§ What is needed: Reproduce all of the entries below word for word, with no changes.

Records
□ □ □ □ □ □ □

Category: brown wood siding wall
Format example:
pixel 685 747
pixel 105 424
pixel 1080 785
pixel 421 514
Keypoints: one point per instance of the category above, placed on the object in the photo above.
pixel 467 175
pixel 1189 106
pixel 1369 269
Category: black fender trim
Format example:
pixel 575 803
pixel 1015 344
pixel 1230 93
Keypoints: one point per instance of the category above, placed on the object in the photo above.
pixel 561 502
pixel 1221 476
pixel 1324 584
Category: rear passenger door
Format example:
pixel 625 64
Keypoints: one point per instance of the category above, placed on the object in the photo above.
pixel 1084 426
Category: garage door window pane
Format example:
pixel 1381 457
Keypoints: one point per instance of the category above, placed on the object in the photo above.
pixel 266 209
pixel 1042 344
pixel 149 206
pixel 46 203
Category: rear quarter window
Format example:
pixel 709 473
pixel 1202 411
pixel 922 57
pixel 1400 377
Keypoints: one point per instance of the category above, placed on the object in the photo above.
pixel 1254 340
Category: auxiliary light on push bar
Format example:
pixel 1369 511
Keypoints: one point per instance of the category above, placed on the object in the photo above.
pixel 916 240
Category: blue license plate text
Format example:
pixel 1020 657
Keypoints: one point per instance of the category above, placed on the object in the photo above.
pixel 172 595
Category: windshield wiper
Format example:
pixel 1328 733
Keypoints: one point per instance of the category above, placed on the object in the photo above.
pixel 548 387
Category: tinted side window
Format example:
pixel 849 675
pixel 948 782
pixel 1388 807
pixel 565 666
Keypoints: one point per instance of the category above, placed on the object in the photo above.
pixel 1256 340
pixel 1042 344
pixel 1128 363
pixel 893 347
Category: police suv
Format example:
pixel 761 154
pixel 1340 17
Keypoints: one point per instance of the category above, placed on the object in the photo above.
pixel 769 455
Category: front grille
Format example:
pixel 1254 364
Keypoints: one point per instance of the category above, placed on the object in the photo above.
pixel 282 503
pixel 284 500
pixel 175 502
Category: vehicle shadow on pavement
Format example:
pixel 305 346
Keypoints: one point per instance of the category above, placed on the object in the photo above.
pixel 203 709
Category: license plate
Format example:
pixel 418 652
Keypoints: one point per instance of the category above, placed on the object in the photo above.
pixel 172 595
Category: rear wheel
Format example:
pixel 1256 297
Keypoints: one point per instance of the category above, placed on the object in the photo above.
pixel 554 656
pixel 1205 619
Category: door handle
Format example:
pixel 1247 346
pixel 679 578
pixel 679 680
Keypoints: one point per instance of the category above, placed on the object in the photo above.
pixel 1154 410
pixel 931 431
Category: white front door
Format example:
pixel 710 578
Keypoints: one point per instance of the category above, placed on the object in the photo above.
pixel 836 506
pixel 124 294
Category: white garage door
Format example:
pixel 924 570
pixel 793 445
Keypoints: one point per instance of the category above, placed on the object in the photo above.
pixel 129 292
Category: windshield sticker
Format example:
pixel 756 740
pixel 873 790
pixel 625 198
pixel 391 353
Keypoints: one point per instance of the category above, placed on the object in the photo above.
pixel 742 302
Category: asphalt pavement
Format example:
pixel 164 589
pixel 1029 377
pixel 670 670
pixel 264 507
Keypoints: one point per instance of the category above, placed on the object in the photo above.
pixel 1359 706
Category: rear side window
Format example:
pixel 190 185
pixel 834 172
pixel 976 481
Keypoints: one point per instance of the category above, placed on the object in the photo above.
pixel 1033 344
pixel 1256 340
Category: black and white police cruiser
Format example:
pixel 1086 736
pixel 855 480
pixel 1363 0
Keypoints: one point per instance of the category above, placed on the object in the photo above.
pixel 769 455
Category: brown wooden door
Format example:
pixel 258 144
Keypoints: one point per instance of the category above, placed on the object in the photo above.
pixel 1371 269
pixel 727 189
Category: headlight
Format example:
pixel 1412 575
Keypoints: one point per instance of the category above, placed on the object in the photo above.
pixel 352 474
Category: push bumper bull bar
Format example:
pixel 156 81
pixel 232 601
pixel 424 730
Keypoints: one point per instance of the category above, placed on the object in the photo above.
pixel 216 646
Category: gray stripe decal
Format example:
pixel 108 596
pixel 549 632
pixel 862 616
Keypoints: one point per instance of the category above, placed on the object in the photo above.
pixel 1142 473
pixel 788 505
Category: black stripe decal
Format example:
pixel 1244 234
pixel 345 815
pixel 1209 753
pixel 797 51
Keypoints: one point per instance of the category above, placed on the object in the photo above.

□ □ □ □ □ □ □

§ Output:
Category: brown wood siding wall
Format example:
pixel 685 747
pixel 105 424
pixel 1080 785
pixel 421 514
Keypoints: one point per instance of the category above, placed on the object in the photo above.
pixel 467 175
pixel 1189 106
pixel 1369 269
Category: black fender trim
Format example:
pixel 575 803
pixel 1015 344
pixel 1230 93
Keypoints: one point per instance of the category above, placed on the object in the photo above.
pixel 561 502
pixel 1221 476
pixel 1324 584
Category: rear passenger door
Format example:
pixel 625 64
Keypoints: one point per instance of the category above, placed on the object in the photo above.
pixel 1084 426
Category: garage door window pane
Format example:
pixel 1381 457
Keypoints: one point per instance of the category above, placed on the object in the photo above.
pixel 266 209
pixel 1042 344
pixel 149 206
pixel 46 203
Category: rear quarter window
Format example:
pixel 709 473
pixel 1202 411
pixel 922 57
pixel 1400 377
Keypoints: one point per instance of the category above, placed on the object in the photo above.
pixel 1254 340
Category: auxiliary light on push bar
Format example:
pixel 1369 511
Keypoints: one point per instance of the category above, placed on the object in the photo above.
pixel 916 240
Category: blue license plate text
Format example:
pixel 1020 657
Keypoints: one point per instance of the category above, placed on the object in the photo above.
pixel 172 595
Category: windshield wiper
Format example:
pixel 1328 733
Keypoints: one point per instance of the category above, placed on the object in the photo above.
pixel 548 387
Category: tinted side window
Format example:
pixel 849 675
pixel 948 782
pixel 1388 807
pixel 565 666
Keypoints: one point per instance of the category above, placed on the object in the photo above.
pixel 1256 340
pixel 1042 344
pixel 1128 363
pixel 893 347
Category: police suv
Format example:
pixel 761 154
pixel 1340 17
Keypoints: one point per instance of the category above, placed on the object in the photo above.
pixel 769 455
Category: front grille
Format example:
pixel 1254 364
Keypoints: one point per instance of the category above, placed on the object in the photo above.
pixel 282 503
pixel 284 500
pixel 175 502
Category: vehicle shadow on pavement
Format example:
pixel 305 346
Keypoints: one point per instance of the category above, placed on the object in the photo above.
pixel 203 709
Category: license plate
Format example:
pixel 418 652
Keypoints: one point per instance of the category above, placed on the object in the photo above.
pixel 172 595
Category: rear wheel
Format example:
pixel 1256 297
Keypoints: one point per instance of the category above, placed on the object in the photo above.
pixel 554 656
pixel 1205 619
Category: door handle
Format example:
pixel 1247 346
pixel 679 578
pixel 679 680
Keypoints: one point per instance of the category above, placed on the object in the photo above.
pixel 1154 410
pixel 931 431
Category: white front door
Format example:
pixel 710 578
Keypoints: one point per instance of the category above, placed on the object in the photo above.
pixel 836 506
pixel 124 294
Category: white garage door
Format example:
pixel 924 570
pixel 793 445
Keypoints: one point per instance of the category above, placed on the object in the photo above.
pixel 129 292
Category: windshield sticker
Format example:
pixel 756 740
pixel 873 790
pixel 625 198
pixel 391 353
Keypoints: one point per instance of the category above, placed on the object in the photo above.
pixel 742 302
Category: asphalt pavement
Format example:
pixel 164 589
pixel 1029 377
pixel 670 670
pixel 264 507
Keypoints: one point per instance of the category above, placed on the object in the photo above.
pixel 1359 706
Category: rear side window
Format example:
pixel 190 185
pixel 834 172
pixel 976 481
Keypoints: one point per instance of the category above, placed on the object in the photo above.
pixel 1033 344
pixel 1256 340
Category: black and white police cruiser
Format example:
pixel 1086 736
pixel 855 480
pixel 1363 0
Keypoints: one point per instance of the category above, placed on the object in the photo above.
pixel 769 455
Category: brown wooden door
Format example:
pixel 258 144
Keypoints: one point per instance of the category above, placed on the object in the photo above.
pixel 1371 269
pixel 727 189
Category: headlight
Format example:
pixel 1412 575
Keypoints: one point per instance of the category above, placed on the object in the photo above.
pixel 352 474
Category: push bumper bull bar
Format example:
pixel 156 81
pixel 232 601
pixel 424 730
Keypoints: one point per instance of the category above, placed on the object in the photo above.
pixel 216 646
Category: gray stripe decal
Format example:
pixel 108 596
pixel 549 632
pixel 862 616
Keypoints: one point per instance of the category above, placed on the object in the photo above.
pixel 1142 473
pixel 788 505
Category: black stripe decal
Format example:
pixel 1244 234
pixel 345 815
pixel 1209 753
pixel 797 51
Keypoints: one point per instance of the category above, placed on the object in the photo above.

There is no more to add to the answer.